Spatial localization data:
####
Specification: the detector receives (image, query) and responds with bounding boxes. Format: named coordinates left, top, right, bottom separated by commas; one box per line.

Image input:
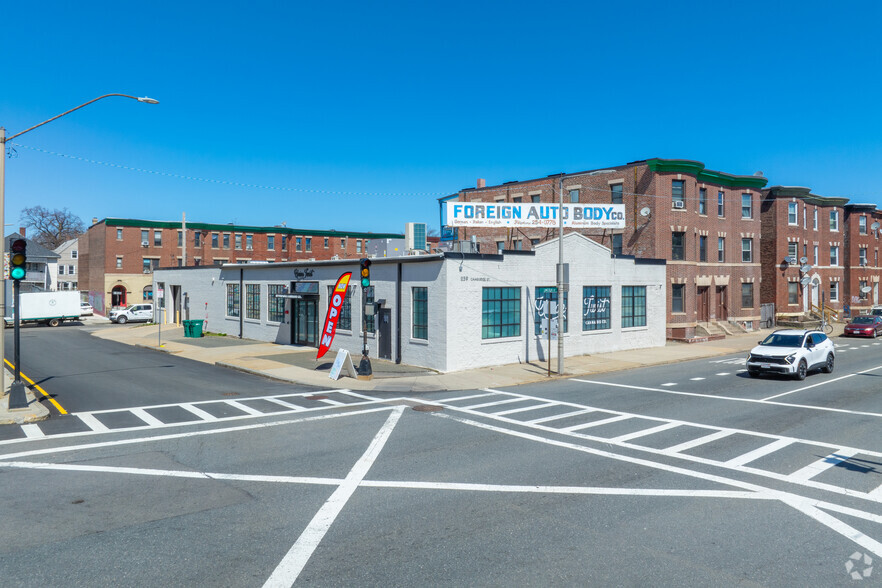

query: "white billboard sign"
left=446, top=202, right=626, bottom=229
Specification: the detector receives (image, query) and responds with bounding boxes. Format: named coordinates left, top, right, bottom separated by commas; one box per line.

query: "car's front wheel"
left=822, top=353, right=834, bottom=373
left=794, top=359, right=808, bottom=380
left=117, top=316, right=128, bottom=324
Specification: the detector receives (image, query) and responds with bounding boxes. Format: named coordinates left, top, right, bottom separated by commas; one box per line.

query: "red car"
left=844, top=315, right=882, bottom=337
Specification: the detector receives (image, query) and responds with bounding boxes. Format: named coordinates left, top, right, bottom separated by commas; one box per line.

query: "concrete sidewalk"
left=0, top=321, right=846, bottom=424
left=90, top=322, right=838, bottom=392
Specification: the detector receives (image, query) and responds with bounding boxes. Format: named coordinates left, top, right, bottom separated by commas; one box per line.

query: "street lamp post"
left=1, top=93, right=158, bottom=409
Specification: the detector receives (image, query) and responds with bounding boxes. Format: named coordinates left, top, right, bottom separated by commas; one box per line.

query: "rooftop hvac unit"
left=405, top=222, right=427, bottom=251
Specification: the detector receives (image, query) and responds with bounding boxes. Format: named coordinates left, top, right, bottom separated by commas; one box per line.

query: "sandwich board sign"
left=329, top=348, right=358, bottom=380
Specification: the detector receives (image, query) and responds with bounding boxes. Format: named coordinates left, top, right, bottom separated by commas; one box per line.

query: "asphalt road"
left=0, top=324, right=880, bottom=586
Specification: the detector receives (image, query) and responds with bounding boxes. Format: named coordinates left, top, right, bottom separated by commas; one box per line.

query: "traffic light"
####
What you will do: The entries above should be given again exactly, minus any pictures.

Written answer:
Specification: the detector receives (image, query) and responds with bounding boxes. Format: named coordinates left, top, right, bottom separated by commas; one box per line.

Image input:

query: "white billboard sign"
left=446, top=202, right=626, bottom=229
Specification: the detector receives (image, query) and responds with bounding boxes. Format: named coordinates left, top, right, bottom separated by commas; one box per line.

query: "car's front wheel"
left=822, top=353, right=834, bottom=373
left=794, top=359, right=808, bottom=380
left=117, top=316, right=128, bottom=324
Specification: the detector receives (image, query) and responds with bounding boxes. Format: named coordinates left, top, right, bottom separated by commas; one box per line.

query: "red car"
left=844, top=315, right=882, bottom=337
Specification: the detector receives (image, query) and responds with bounding boxes. Format: named coordinates left, top, right, bottom separated by commas; one box per line.

query: "concrete sidewalk"
left=0, top=321, right=846, bottom=424
left=90, top=322, right=838, bottom=392
Specification: the detector receives (image, query) and responds with bounding boxes. Format: named coordinates left, top, right, bottom separated by commas; one box per line.

query: "street lamp post"
left=1, top=93, right=158, bottom=409
Specification: the detector receives (image, query) and responds with bounding boxes. Format: named coordinates left, top, right, bottom separated by commas; one box per line.

query: "rooftop hvac unit"
left=405, top=222, right=427, bottom=251
Specification: the detector receives (image, query) and responds with bounding boxes. Format: named coordinates left, top, right, bottom separated by commas; one box per line.

query: "sandwich board sign"
left=329, top=348, right=358, bottom=380
Specification: the detector receives (image, query) and responds with bounding boxes. Format: named coordinates left, top, right, bottom separated by commas; one box per line.

query: "asphalt road"
left=0, top=324, right=880, bottom=586
Specification: the detector receives (image, query) and responds with bounding boxes. Format: named coordinates left, top, right, bottom separated by commas; one box per line.

query: "traffic light"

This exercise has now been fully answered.